Selected text
+ + + +

Sometime I make bread with lard. I use to make little kind of bread. When I'll do it I'll take some pictures.


ericb's picture

This is a stretch and a bit off topic as far as bread goes, but as long as we're talking about slaughtering and rendering pigs, some of you might find this site interesting: Moldavian Pig Slaughter (beware: this is not for the faint of heart).

The site,, is a favorite of mine. The author, Francois-Xavier, is a Swiss financial professional who has a passion for "slow food." Since the bread we bake might be considered the ultimate "slow food," perhaps this isn't too far off-topic after all.

In the link above, FX documents with dignity and respect the traditional slaughter and processing of pig. It's fairly gruesome, but he makes the point that it's a much more humane way to kill animals than our modern slaughter houses. Even though I'm practically a vegetarian, I do carry a leather wallet and wear leather shoes, so I'm not entirely innocent.

I find the pig-slaughter page among the most fascinating on the FX site. I think it reiterates how, in the U.S. at least, we have commercialized, industrialized, and "sanitized" the traditional farming and food industry. In the process, "slow" food has been stigmatized as unhealthy and unsafe. 

Anyway, enough of my soapbox. Perhaps if I can find some freshly-rendered lard, I might try one of the recipes above!


Wisecarver's picture
Wisecarver (not verified)

+ + + +

Exercise requirements
[a] In the discussion of lard and pig slaughter, what is Francois-Xavier's profession?
[b] Carry on the discussion of lard and pig slaughter by writing the next post in the thread after its last line.
The entries after this point are separate material, unrelated to the discussion of lard and pig slaughter.

Data
+ + + +

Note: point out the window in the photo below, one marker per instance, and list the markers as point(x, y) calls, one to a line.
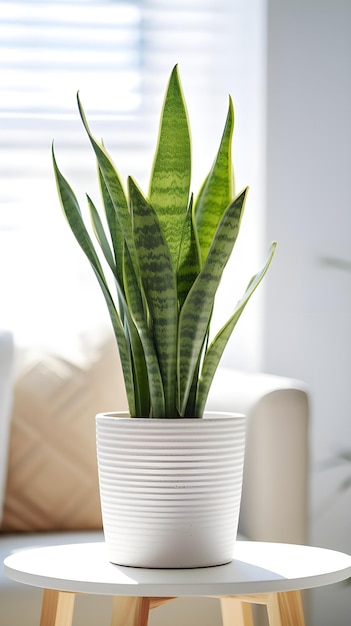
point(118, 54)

+ + + +

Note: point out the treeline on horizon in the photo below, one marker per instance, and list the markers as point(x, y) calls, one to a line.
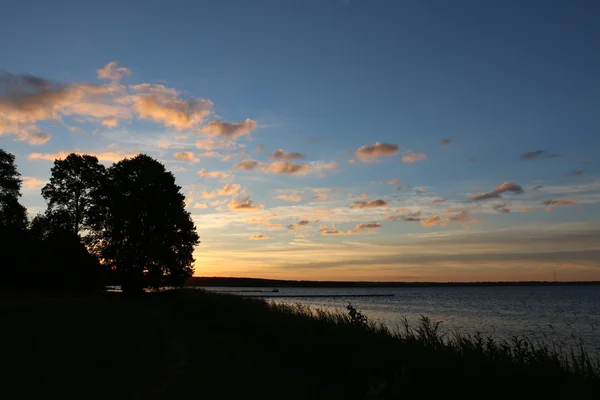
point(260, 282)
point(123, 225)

+ + + +

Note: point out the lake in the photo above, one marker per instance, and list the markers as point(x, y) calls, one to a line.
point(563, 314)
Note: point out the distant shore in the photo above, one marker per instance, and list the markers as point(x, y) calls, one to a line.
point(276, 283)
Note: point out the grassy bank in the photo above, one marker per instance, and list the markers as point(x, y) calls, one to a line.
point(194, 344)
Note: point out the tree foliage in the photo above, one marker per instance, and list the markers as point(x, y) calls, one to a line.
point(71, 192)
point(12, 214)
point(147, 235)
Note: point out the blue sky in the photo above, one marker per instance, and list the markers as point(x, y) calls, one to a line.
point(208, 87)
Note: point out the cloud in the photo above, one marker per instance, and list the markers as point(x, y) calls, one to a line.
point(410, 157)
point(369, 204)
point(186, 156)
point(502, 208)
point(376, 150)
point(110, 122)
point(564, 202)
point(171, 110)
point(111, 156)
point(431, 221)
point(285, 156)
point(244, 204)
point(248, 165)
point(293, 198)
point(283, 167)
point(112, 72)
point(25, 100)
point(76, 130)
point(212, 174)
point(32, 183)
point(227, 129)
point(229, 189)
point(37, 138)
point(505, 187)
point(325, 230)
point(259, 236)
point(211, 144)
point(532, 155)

+ + + +

The responses
[a] He is a Swiss financial professional.

[b]
...To each his/her own but I am 100% against Lard in breads.
Please try Peanut oil. ;-)
  All the best,

semolina_man's picture

Yesterday I made two loaves of white bread, using King Arthur's White Bread 101 recipe from their Baker's Companion book.   It is a great recipe and I have made it several times.  Because I was out of butter, I used a variety of fats, as an experiment. 


The recipe called for 4T butter per loaf.  Since I was making two loaves, I needed 8T of fat.  I used: 

  2T butter

  2T canola oil

  2T Crisco (sorry)

  2T lard (store bought, sorry)


The color, texture, aroma and flavor of the bread were amazing.  Much crunchier crust than when made with butter alone.  It made a very soft crumb, and toasted beautifully.  The bulk fermentation, and second rise were as good as any with the butter-only batches.


I encourage experimenting with fats in breads (and all baked items).  It is interesting to learn the behaviors and characteristics that each ingredient brings to the recipe.